• **WHAT THE EXERCISE ASKS**
Rewrite the items below with every "positive clicks" changed to "foreground clicks" and all else unchanged, leaving out the pictures.

• **DATA SUPPLIED**
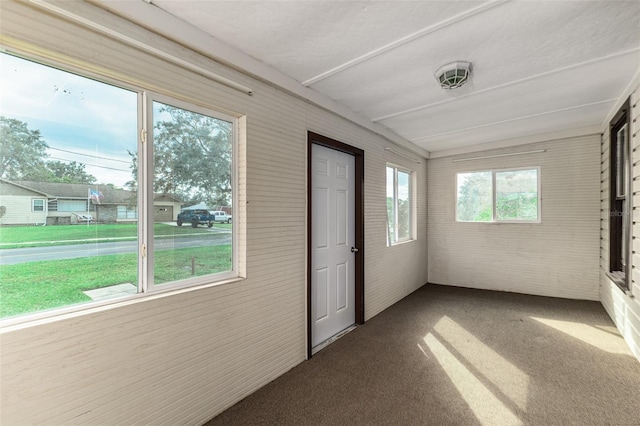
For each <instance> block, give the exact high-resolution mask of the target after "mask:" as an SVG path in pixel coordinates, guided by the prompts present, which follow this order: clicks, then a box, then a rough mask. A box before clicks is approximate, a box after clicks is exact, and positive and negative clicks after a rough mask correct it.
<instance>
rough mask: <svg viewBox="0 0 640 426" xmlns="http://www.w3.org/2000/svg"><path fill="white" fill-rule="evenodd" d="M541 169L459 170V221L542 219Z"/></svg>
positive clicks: (536, 167)
mask: <svg viewBox="0 0 640 426" xmlns="http://www.w3.org/2000/svg"><path fill="white" fill-rule="evenodd" d="M539 174H540V170H539V168H537V167H532V168H526V169H510V170H490V171H480V172H466V173H458V174H457V179H456V188H457V191H456V196H457V200H456V220H457V221H458V222H539V221H540V180H539Z"/></svg>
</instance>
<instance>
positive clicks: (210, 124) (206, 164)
mask: <svg viewBox="0 0 640 426" xmlns="http://www.w3.org/2000/svg"><path fill="white" fill-rule="evenodd" d="M165 112H166V113H168V114H169V116H170V119H167V120H164V121H158V122H156V123H155V125H154V141H153V143H154V146H153V151H154V191H155V192H162V193H169V194H173V195H175V196H176V197H178V198H180V199H182V200H185V201H186V200H198V201H202V202H205V203H206V204H207V205H209V206H219V205H229V204H230V202H231V170H232V167H231V154H232V125H231V123H228V122H226V121H222V120H219V119H216V118H213V117H208V116H206V115H202V114H198V113H195V112H191V111H186V110H183V109H180V108H176V107H172V106H166V105H165V106H163V107H162V108H161V109H160V113H165ZM136 162H137V158H135V157H134V168H136V167H135V163H136ZM136 169H137V168H136ZM136 175H137V172H135V171H134V177H135V176H136Z"/></svg>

• **WRITTEN SOLUTION**
For each <instance> block, give the exact high-resolution mask of the target after "mask:" as an SVG path in pixel coordinates, guided by the prompts present, which follow this order: clicks, then a box, then a rough mask. A box before clicks is approximate, a box after clicks is exact, and positive and negative clicks after a rough mask correct it.
<instance>
rough mask: <svg viewBox="0 0 640 426" xmlns="http://www.w3.org/2000/svg"><path fill="white" fill-rule="evenodd" d="M541 169L459 170V221L542 219Z"/></svg>
foreground clicks: (536, 167)
mask: <svg viewBox="0 0 640 426" xmlns="http://www.w3.org/2000/svg"><path fill="white" fill-rule="evenodd" d="M539 174H540V170H539V168H537V167H532V168H526V169H510V170H490V171H480V172H466V173H458V174H457V179H456V188H457V191H456V196H457V200H456V220H457V221H458V222H539V221H540V180H539Z"/></svg>
</instance>
<instance>
foreground clicks: (210, 124) (206, 164)
mask: <svg viewBox="0 0 640 426" xmlns="http://www.w3.org/2000/svg"><path fill="white" fill-rule="evenodd" d="M165 112H166V113H168V114H169V116H170V119H167V120H164V121H158V122H156V123H155V125H154V141H153V143H154V146H153V151H154V191H155V192H162V193H169V194H173V195H175V196H176V197H178V198H180V199H182V200H185V201H186V200H198V201H202V202H205V203H206V204H207V205H209V206H219V205H229V204H230V202H231V170H232V167H231V154H232V125H231V123H228V122H226V121H222V120H219V119H216V118H213V117H208V116H206V115H202V114H198V113H195V112H191V111H186V110H183V109H180V108H176V107H172V106H166V105H165V106H163V107H162V108H161V109H160V113H165ZM136 162H137V158H135V157H134V168H136V167H135V163H136ZM136 169H137V168H136ZM136 175H137V172H135V171H134V177H135V176H136Z"/></svg>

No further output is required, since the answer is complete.